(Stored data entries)

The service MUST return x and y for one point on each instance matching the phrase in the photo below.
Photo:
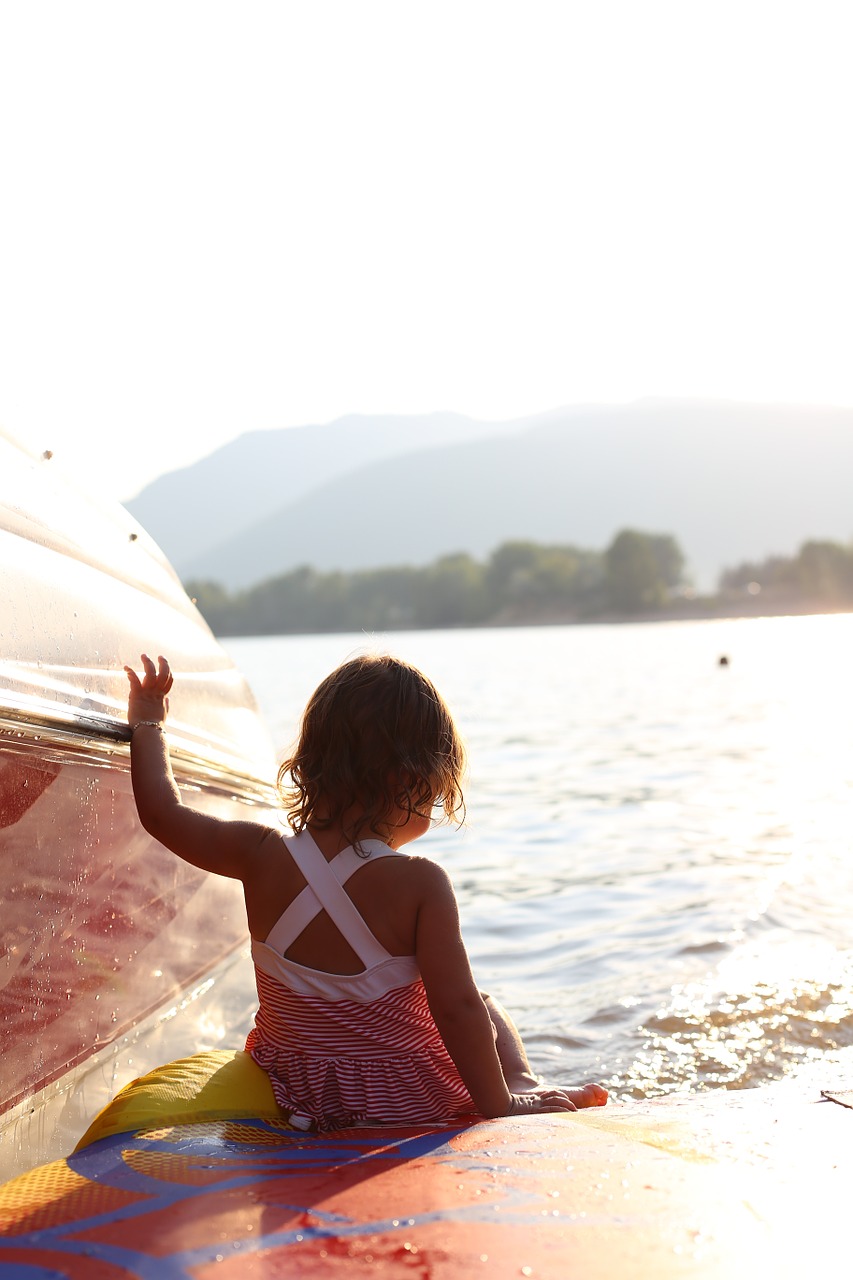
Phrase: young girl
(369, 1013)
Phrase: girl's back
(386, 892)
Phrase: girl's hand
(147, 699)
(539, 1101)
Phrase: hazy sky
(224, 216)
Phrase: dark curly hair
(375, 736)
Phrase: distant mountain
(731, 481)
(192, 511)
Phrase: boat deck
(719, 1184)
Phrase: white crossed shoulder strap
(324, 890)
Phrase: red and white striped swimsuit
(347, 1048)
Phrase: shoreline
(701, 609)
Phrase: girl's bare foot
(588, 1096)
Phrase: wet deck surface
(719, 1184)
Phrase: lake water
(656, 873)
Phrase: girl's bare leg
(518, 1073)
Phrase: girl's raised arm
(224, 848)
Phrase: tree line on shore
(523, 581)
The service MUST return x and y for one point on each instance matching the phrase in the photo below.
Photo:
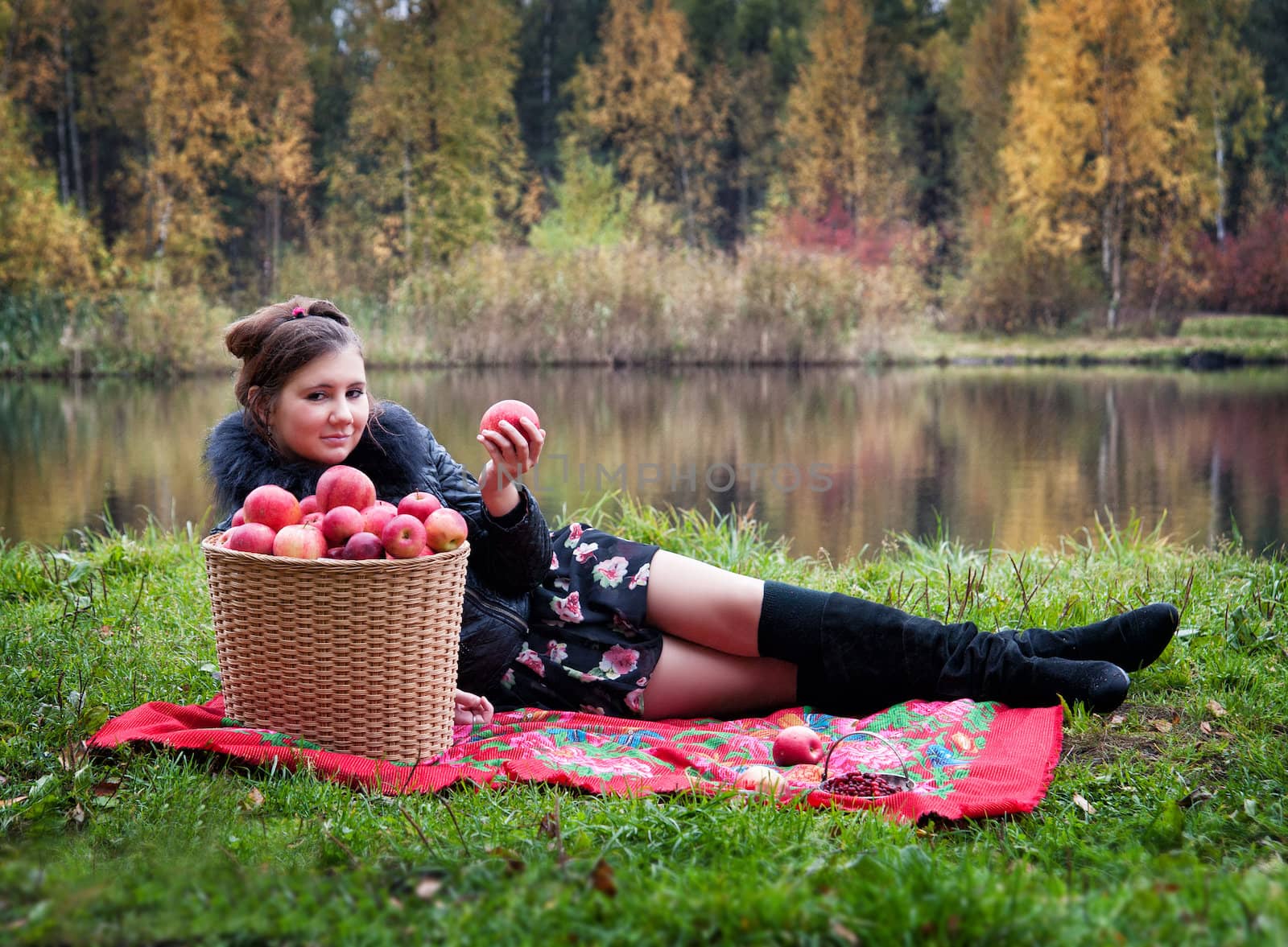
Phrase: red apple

ACTIVITY »
The answer must be an exact transcription of the lines from the one holding "Phrase: young girl" to the last line of the entries above, with no pictures and nothing else.

SOLUTION TO THE EXERCISE »
Phrase: young girl
(369, 1013)
Phrase: girl's back
(386, 892)
Phrase: girl's hand
(147, 699)
(539, 1101)
Phrase: hazy sky
(224, 216)
Phrase: dark curly hair
(375, 736)
Phrase: distant mountain
(731, 481)
(192, 511)
Phrase: boat deck
(719, 1184)
Phrase: white crossed shoulder strap
(324, 890)
Phrase: red and white striped swimsuit
(347, 1048)
Phrase: shoreline
(701, 609)
Phrase: girl's bare foot
(588, 1096)
Phrase: wet deck surface
(719, 1184)
Phrase: lake water
(656, 873)
Phrase: girl's bare leg
(518, 1073)
Phrase: girl's raised arm
(224, 848)
Phrase: tree line on shore
(523, 581)
The service MUST return x and y for one point on each instance matching the phrase in the photo below.
Photo:
Phrase: red apple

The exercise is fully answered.